Énoncé A: Dans l'extrait de forum, reformulez en liste le paragraphe qui commence par « Entrez dans Time machine » sans perdre ses faits essentiels.

Extrait source:
Je ne sais pas si c'est clair, si tu as une idée ou si d'autres personnes en ont.

Au plaisir.

Mat


----------



## manudeuxcv (28 Avril 2012)

Merci pour l'astuce, elle m'a été bien utile aujourd'hui.... ;-)


----------



## cleome (9 Août 2012)

Dans le Finder, cliquer sur aller en maintenant la touche alt

Ouvrir Bibliothèque c'est là que se trouve Mail, ne l'ouvrez pas  mais laissez la Bibliothèque ouverte

Entrez dans Time machine et vous arrivez sur la Bibliothèque dévoilée  (bonheur)
Choisissez la date qui vous convient et restaurer le fichier mail au complet


Chargez-le dans document 

Allez dans mail, Fichier, importer des boîtes aux lettres le tour est jour vous récupérez toutes les bal avec tous les message


----------



## Jeffouille (8 Avril 2013)

Enregistrements fournis:

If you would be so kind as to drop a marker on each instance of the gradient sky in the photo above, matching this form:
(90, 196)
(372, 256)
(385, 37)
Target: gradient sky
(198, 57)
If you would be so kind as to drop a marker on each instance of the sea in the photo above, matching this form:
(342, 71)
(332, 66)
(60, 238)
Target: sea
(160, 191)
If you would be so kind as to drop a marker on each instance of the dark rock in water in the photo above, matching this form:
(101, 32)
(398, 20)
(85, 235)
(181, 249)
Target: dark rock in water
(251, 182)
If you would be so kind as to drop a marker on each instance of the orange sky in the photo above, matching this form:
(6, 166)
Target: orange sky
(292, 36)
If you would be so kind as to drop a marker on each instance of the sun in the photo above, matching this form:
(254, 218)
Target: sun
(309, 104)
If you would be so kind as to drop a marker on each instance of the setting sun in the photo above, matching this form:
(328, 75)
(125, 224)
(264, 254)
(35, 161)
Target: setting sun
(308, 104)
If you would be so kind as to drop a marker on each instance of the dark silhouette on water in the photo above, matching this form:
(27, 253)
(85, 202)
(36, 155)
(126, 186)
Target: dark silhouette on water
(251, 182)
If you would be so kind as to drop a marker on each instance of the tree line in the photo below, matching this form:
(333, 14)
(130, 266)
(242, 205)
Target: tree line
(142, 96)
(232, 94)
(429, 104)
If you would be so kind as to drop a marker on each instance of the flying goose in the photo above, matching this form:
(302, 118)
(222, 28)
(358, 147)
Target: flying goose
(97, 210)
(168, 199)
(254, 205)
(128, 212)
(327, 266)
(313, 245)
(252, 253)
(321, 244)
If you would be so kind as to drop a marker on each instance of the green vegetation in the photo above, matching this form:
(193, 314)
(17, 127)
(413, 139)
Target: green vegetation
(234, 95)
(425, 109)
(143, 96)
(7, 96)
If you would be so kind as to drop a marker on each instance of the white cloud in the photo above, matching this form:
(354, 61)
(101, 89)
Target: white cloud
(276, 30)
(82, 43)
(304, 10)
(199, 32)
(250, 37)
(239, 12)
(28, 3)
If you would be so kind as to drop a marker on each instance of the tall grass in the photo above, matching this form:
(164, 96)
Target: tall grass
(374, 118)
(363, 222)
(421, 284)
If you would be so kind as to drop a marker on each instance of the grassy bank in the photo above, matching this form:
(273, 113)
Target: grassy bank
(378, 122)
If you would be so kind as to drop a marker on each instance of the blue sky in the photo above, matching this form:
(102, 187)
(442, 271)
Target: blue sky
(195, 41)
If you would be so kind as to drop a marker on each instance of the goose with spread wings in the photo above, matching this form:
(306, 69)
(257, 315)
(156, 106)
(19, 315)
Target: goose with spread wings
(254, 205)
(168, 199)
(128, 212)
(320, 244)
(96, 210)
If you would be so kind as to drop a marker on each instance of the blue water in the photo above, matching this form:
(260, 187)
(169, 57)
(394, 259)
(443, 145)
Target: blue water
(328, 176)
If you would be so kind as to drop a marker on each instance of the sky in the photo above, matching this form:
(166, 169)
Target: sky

Énoncé B: Recopiez à l'identique les enregistrements en commençant à la ligne qui contient « the blue water » et en continuant jusqu'à la fin des enregistrements, ces deux limites comprises.

Corrigé complet A:
- Entrer dans Time Machine, qui affiche la Bibliothèque rendue visible.
- Choisir la date voulue.
- Restaurer le fichier mail en entier.

Corrigé complet B:
If you would be so kind as to drop a marker on each instance of the blue water in the photo above, matching this form:
(260, 187)
(169, 57)
(394, 259)
(443, 145)
Target: blue water
(328, 176)
If you would be so kind as to drop a marker on each instance of the sky in the photo above, matching this form:
(166, 169)
Target: sky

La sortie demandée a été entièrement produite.